■ **THE PROBLEM**: What is the proposed approach called on the page about weakly supervised 3D scene understanding?

* Start DOCUMENT SEGMENT *

KangchengLiu / Weakly-Supervised-3D

Weakly Supervised Framework for 3D Scene Understanding-European Conference on Computer Vision 22

Geek Repo:Geek Repo

Github PK Tool:Github PK Tool

Weakly-Supervised-3D

A Weakly-Supervised Framework for 3D Scene Understanding in the limited reconstruction case, where merely limited number of 3D scenes can be annotated.

Current state-of-the-art 3D scene understanding methods are merely designed in a full-supervised way. However, in the limited reconstruction cases, only limited 3D scenes can be reconstructed and annotated. We are in need of a framework that can concurrently be applied to 3D point clouds semantic segmentation and instance segmentation, particularly in circumstances that labels are rather scarce. The paper introduces an effective approach to tackle the 3D scene understanding problem when labeled scenes are scarce. To leverage the boundary information, we propose a novel energy-based loss with boundary awareness benefiting from the region-level boundary labels predicted by the boundary prediction network. To encourage latent instance discrimination and guarantee efficiency, we propose the first unsupervised region-level semantic contrastive learning scheme for point clouds, which uses confident predictions of the network to discriminate the intermediate feature embeddings in multiple stages. In the limited reconstruction case, our proposed approach, termed WS3D, has pioneer performance on the large-scale ScanNet dataset on both the task of semantic segmentation and instance segmentation. Also, our proposed WS3D achieves state-of-the-art performance on the other indoor and outdoor datasets S3DIS and SemanticKITTI.

It should be noted that in practical robot application, it is often impossible to reconstruct or label each scene. Therefore, learning with limited labeled scenes is very meaningful.

Environment

This codebase was tested with the following environment configurations.

  • Ubuntu 18.04
  • CUDA 11.3
  • GCC 7.5.0
  • Python 3.7.7
  • PyTorch 1.7.1
  • MinkowskiEngine v0.4.3 for voxel-based convolutions.

Installation

We have used conda for the installation process:

# Install virtual env and PyTorch
conda create -n sparseconv043 python=3.7
conda activate sparseconv043
conda install pytorch==1.7.1 torchvision==0.8.2 torchaudio==0.7.2 cudatoolkit=11.3 -c pytorch

# Complie and install MinkowskiEngine 0.4.3.
conda install mkl mkl-include -c intel
wget https://github.com/NVIDIA/MinkowskiEngine/archive/refs/tags/v0.4.3.zip
cd MinkowskiEngine-0.4.3 
python setup.py install

Next, download Contrastive Scene Contexts git repository and install the requirement from the root directory.

git clone https://github.com/facebookresearch/ContrastiveSceneContexts.git
cd ContrastiveSceneContexts
pip install -r requirements.txt

Our code also depends on PointGroup and PointNet++.

* End DOCUMENT SEGMENT *
* Start INFORMATION PROVIDED *

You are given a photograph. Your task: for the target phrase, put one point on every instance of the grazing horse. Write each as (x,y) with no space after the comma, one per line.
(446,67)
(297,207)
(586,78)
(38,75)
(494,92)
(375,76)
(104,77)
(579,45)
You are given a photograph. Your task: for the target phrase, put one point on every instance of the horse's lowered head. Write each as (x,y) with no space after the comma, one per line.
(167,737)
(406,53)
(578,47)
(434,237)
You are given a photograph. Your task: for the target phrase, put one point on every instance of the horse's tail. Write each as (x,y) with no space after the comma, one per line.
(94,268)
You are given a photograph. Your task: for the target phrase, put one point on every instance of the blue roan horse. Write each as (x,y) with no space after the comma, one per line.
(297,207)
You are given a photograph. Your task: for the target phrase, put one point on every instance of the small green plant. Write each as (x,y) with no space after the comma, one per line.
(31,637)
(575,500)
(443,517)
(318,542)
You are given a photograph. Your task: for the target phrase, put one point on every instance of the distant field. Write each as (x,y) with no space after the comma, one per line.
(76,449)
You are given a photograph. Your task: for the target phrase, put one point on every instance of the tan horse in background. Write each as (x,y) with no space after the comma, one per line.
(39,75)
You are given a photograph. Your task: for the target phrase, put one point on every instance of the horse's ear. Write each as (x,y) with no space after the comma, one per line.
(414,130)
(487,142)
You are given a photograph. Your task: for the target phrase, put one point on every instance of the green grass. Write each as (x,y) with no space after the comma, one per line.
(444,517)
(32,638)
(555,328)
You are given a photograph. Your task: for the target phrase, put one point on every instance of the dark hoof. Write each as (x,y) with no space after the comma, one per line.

* End INFORMATION PROVIDED *

■ **ANSWER TO THE EXERCISE**: WS3D